═════ LISTED RECORDS ═════

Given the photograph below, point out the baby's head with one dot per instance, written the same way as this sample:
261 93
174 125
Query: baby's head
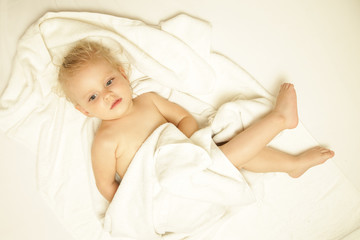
80 56
90 77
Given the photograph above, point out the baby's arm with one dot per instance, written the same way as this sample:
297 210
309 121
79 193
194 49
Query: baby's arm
104 167
176 114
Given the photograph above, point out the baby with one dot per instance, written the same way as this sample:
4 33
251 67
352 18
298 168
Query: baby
98 86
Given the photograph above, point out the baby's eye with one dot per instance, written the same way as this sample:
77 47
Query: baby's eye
92 98
108 83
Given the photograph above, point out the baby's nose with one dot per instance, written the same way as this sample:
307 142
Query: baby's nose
109 97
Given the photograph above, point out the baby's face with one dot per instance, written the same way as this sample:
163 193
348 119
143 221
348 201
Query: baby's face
101 90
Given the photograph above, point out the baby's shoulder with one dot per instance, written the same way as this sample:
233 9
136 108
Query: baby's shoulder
148 95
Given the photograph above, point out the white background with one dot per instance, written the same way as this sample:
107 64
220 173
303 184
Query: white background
314 44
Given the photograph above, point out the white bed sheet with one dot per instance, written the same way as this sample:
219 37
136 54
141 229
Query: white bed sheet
312 45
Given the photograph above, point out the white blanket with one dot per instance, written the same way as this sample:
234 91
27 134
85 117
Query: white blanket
174 60
176 186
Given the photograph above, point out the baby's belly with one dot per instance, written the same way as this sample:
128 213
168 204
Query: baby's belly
130 148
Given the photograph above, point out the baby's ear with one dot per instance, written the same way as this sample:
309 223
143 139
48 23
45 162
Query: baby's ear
82 110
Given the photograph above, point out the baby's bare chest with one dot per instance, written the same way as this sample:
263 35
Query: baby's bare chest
131 136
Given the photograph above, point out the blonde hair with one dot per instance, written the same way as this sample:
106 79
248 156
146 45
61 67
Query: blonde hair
79 56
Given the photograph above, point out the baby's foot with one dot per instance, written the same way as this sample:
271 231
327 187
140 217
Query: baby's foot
286 105
310 158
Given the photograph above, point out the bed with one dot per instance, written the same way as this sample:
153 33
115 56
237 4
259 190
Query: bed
312 45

═════

Reproduce verbatim the lines starting with the line that contains "Given the photograph above, point out the baby's foot" and continuing through the final line above, with both of those lines included.

Given the photograph above, point out the baby's foot with one dot per instance, written the same way as this sample:
271 231
327 187
140 217
Query: baby's foot
286 105
310 158
Given the photograph above, point out the bed with one dot per instance, written the same way as this sample:
153 33
115 56
237 4
259 190
Query: bed
312 45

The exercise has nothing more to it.